◆ **TASK TO COMPLETE**
Pictures are not part of the copy; repeat everything else in the records exactly.

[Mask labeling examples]
↓
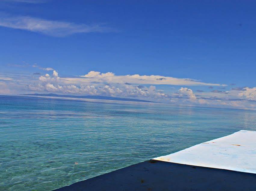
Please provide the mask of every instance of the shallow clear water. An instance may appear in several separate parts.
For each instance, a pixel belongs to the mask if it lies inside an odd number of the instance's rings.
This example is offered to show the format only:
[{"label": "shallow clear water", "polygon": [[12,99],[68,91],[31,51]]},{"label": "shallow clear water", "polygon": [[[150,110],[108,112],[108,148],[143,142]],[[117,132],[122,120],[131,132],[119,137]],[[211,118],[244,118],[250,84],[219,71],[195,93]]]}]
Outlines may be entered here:
[{"label": "shallow clear water", "polygon": [[106,102],[0,96],[0,190],[50,190],[256,130],[252,111]]}]

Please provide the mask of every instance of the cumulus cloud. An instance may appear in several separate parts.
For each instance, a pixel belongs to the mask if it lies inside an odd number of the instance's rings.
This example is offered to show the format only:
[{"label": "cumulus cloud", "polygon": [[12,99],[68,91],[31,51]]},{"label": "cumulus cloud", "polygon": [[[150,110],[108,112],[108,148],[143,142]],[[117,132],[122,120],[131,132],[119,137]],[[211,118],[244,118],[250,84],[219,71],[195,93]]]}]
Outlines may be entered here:
[{"label": "cumulus cloud", "polygon": [[139,74],[134,74],[118,76],[112,72],[103,73],[93,71],[91,71],[87,74],[80,76],[80,77],[83,78],[76,79],[66,78],[65,79],[68,81],[76,80],[81,82],[93,80],[99,82],[106,81],[109,83],[126,83],[133,84],[217,86],[226,85],[224,84],[205,83],[188,78],[177,78],[156,75],[140,76]]},{"label": "cumulus cloud", "polygon": [[224,93],[224,94],[228,94],[228,91],[221,91],[220,90],[213,90],[211,92],[214,93]]},{"label": "cumulus cloud", "polygon": [[78,24],[27,16],[2,16],[0,18],[0,26],[57,37],[63,37],[75,33],[103,32],[111,31],[110,28],[99,24]]},{"label": "cumulus cloud", "polygon": [[239,94],[241,97],[248,100],[256,100],[256,87],[245,87],[242,91]]},{"label": "cumulus cloud", "polygon": [[[88,76],[95,76],[91,73]],[[111,75],[110,73],[103,74],[103,76]],[[66,84],[66,81],[58,76],[55,70],[52,74],[47,73],[39,78],[39,82],[29,85],[29,89],[36,91],[46,91],[62,93],[100,95],[124,97],[140,97],[149,99],[166,98],[168,95],[156,91],[155,86],[150,85],[134,86],[131,84],[116,84],[113,85],[97,84],[96,86],[86,84]]]},{"label": "cumulus cloud", "polygon": [[193,91],[191,89],[181,87],[179,90],[179,96],[181,97],[187,97],[193,100],[196,99],[196,96],[193,93]]}]

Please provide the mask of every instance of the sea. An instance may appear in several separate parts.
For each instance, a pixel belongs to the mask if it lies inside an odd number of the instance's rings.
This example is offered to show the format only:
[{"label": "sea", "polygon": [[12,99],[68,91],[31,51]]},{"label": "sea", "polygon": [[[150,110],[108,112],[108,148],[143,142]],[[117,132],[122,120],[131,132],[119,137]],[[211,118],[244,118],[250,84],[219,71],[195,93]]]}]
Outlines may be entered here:
[{"label": "sea", "polygon": [[255,124],[248,110],[0,96],[0,190],[51,190]]}]

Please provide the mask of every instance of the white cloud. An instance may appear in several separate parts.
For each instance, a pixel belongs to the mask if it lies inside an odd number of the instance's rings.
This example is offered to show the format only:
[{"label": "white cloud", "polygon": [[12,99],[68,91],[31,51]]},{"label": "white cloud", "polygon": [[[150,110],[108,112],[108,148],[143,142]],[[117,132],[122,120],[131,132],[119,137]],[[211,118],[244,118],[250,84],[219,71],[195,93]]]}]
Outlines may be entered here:
[{"label": "white cloud", "polygon": [[47,20],[26,16],[2,17],[0,26],[63,37],[77,33],[110,31],[110,28],[99,25],[87,25],[64,21]]},{"label": "white cloud", "polygon": [[199,80],[188,78],[177,78],[171,77],[155,75],[140,76],[138,74],[117,76],[112,72],[106,73],[100,72],[91,71],[80,78],[66,78],[67,81],[76,81],[80,82],[92,81],[108,83],[123,83],[144,84],[165,84],[179,85],[211,85],[225,86],[224,84],[208,83]]},{"label": "white cloud", "polygon": [[243,89],[244,90],[239,94],[239,96],[248,100],[256,100],[256,87],[251,88],[245,87]]},{"label": "white cloud", "polygon": [[194,100],[196,99],[195,94],[193,93],[193,91],[191,89],[187,88],[181,87],[179,90],[179,95],[181,97],[187,97],[191,100]]}]

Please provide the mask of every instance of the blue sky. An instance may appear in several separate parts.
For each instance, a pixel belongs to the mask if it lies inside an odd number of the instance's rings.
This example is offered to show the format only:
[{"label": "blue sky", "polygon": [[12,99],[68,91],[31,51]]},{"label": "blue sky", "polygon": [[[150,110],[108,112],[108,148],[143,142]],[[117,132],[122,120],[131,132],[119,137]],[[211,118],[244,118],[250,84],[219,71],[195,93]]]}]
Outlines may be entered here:
[{"label": "blue sky", "polygon": [[[252,1],[3,0],[0,94],[254,108],[255,7]],[[86,77],[90,71],[109,75]]]}]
↑
◆ **TASK RESPONSE**
Please provide the mask of every instance of the shallow clear water. An instance may appear in several separate parts.
For each instance, a pixel belongs to the mask if it lies inside an odd number of the instance's rings.
This example is offered to show the format only:
[{"label": "shallow clear water", "polygon": [[12,99],[68,91],[31,51]]},{"label": "shallow clear water", "polygon": [[[150,110],[108,112],[108,148],[143,142]],[[117,132],[122,120],[131,132],[119,137]],[[211,118],[244,118],[250,84],[219,71],[195,93]]]}]
Outlines may be entered here:
[{"label": "shallow clear water", "polygon": [[106,102],[0,96],[0,190],[50,190],[256,130],[252,111]]}]

Please provide the mask of every instance of the cumulus cloud. An instance may appear in several separate parts.
For each instance, a pixel belongs to the mask if it lies inside an odd number of the instance's rings.
This example is offered to show the format only:
[{"label": "cumulus cloud", "polygon": [[12,99],[68,91],[31,51]]},{"label": "cumulus cloud", "polygon": [[[150,110],[108,112],[108,148],[143,142]],[[117,132],[122,120],[131,132],[119,137]],[[211,118],[244,118],[250,84],[219,71],[195,93]]]}]
Outlines may be entered here:
[{"label": "cumulus cloud", "polygon": [[139,74],[134,74],[118,76],[112,72],[103,73],[93,71],[91,71],[87,74],[80,76],[80,77],[83,78],[76,79],[66,78],[65,79],[68,81],[76,80],[81,82],[93,80],[99,82],[106,81],[109,83],[126,83],[133,84],[217,86],[226,85],[224,84],[205,83],[188,78],[177,78],[156,75],[140,76]]},{"label": "cumulus cloud", "polygon": [[224,93],[224,94],[228,94],[228,91],[221,91],[220,90],[213,90],[211,92],[214,93]]},{"label": "cumulus cloud", "polygon": [[78,24],[27,16],[2,16],[0,18],[0,26],[57,37],[63,37],[75,33],[103,32],[111,31],[110,28],[99,24]]},{"label": "cumulus cloud", "polygon": [[239,94],[241,97],[248,100],[256,100],[256,87],[245,87],[242,91]]},{"label": "cumulus cloud", "polygon": [[[88,76],[95,76],[91,73]],[[111,75],[110,73],[103,74],[103,76]],[[66,84],[66,81],[58,76],[55,70],[52,74],[47,73],[39,78],[39,82],[29,85],[29,89],[36,91],[46,91],[62,93],[100,95],[124,97],[140,97],[149,99],[166,98],[168,95],[156,91],[155,86],[150,85],[134,86],[131,84],[116,84],[113,85],[97,84],[96,86],[86,84]]]},{"label": "cumulus cloud", "polygon": [[193,91],[191,89],[181,87],[179,90],[179,96],[181,97],[187,97],[193,100],[196,99],[196,96],[193,93]]}]

Please provide the mask of every instance of the sea. An instance may appear in several separate parts.
For each instance, a pixel belongs to the mask if it lies inside an odd number of the instance's rings.
This example is offered to show the format only:
[{"label": "sea", "polygon": [[12,99],[68,91],[31,51]]},{"label": "sea", "polygon": [[[150,110],[108,112],[108,148],[143,142]],[[117,132],[122,120],[131,132],[119,137]],[[211,118],[244,118],[250,84],[219,71],[195,93]]]}]
Outlines may be entered here:
[{"label": "sea", "polygon": [[255,124],[248,110],[0,96],[0,190],[51,190]]}]

Please provide the mask of every instance of the white cloud. An instance may appear in several separate parts.
For each instance, a pixel belongs to the mask if it lies inside an odd number of the instance's rings.
This example is offered to show the format only:
[{"label": "white cloud", "polygon": [[12,99],[68,91],[31,51]]},{"label": "white cloud", "polygon": [[[150,110],[108,112],[108,148],[143,142]],[[117,132],[122,120],[131,132],[119,137]],[[211,118],[244,118],[250,84],[219,71],[195,93]]]}]
Outlines may be entered here:
[{"label": "white cloud", "polygon": [[47,20],[26,16],[2,17],[0,26],[63,37],[77,33],[110,31],[110,28],[99,25],[87,25],[64,21]]},{"label": "white cloud", "polygon": [[199,80],[188,78],[177,78],[171,77],[155,75],[140,76],[138,74],[117,76],[112,72],[106,73],[100,72],[91,71],[80,78],[66,78],[67,81],[76,81],[80,82],[92,81],[108,83],[123,83],[144,84],[165,84],[179,85],[211,85],[225,86],[224,84],[208,83]]},{"label": "white cloud", "polygon": [[243,89],[244,90],[239,94],[239,96],[248,100],[256,100],[256,87],[251,88],[245,87]]},{"label": "white cloud", "polygon": [[194,100],[196,99],[195,94],[193,93],[193,91],[191,89],[187,88],[181,87],[179,90],[179,95],[181,97],[187,97],[191,100]]}]

Please provide the mask of every instance of the blue sky. An instance may appear in several separate parts.
For each instance, a pixel belongs to the mask if it lies inside an odd number of the instance's rings.
This example is offered to show the format only:
[{"label": "blue sky", "polygon": [[12,99],[68,91],[31,51]]},{"label": "blue sky", "polygon": [[[150,110],[108,112],[108,148],[143,142]],[[117,132],[122,120],[131,132],[119,137]],[[211,118],[244,118],[250,84],[219,71],[195,93]]]}]
Outlines may be entered here:
[{"label": "blue sky", "polygon": [[[252,1],[3,0],[0,94],[254,108],[255,7]],[[86,77],[90,71],[109,75]]]}]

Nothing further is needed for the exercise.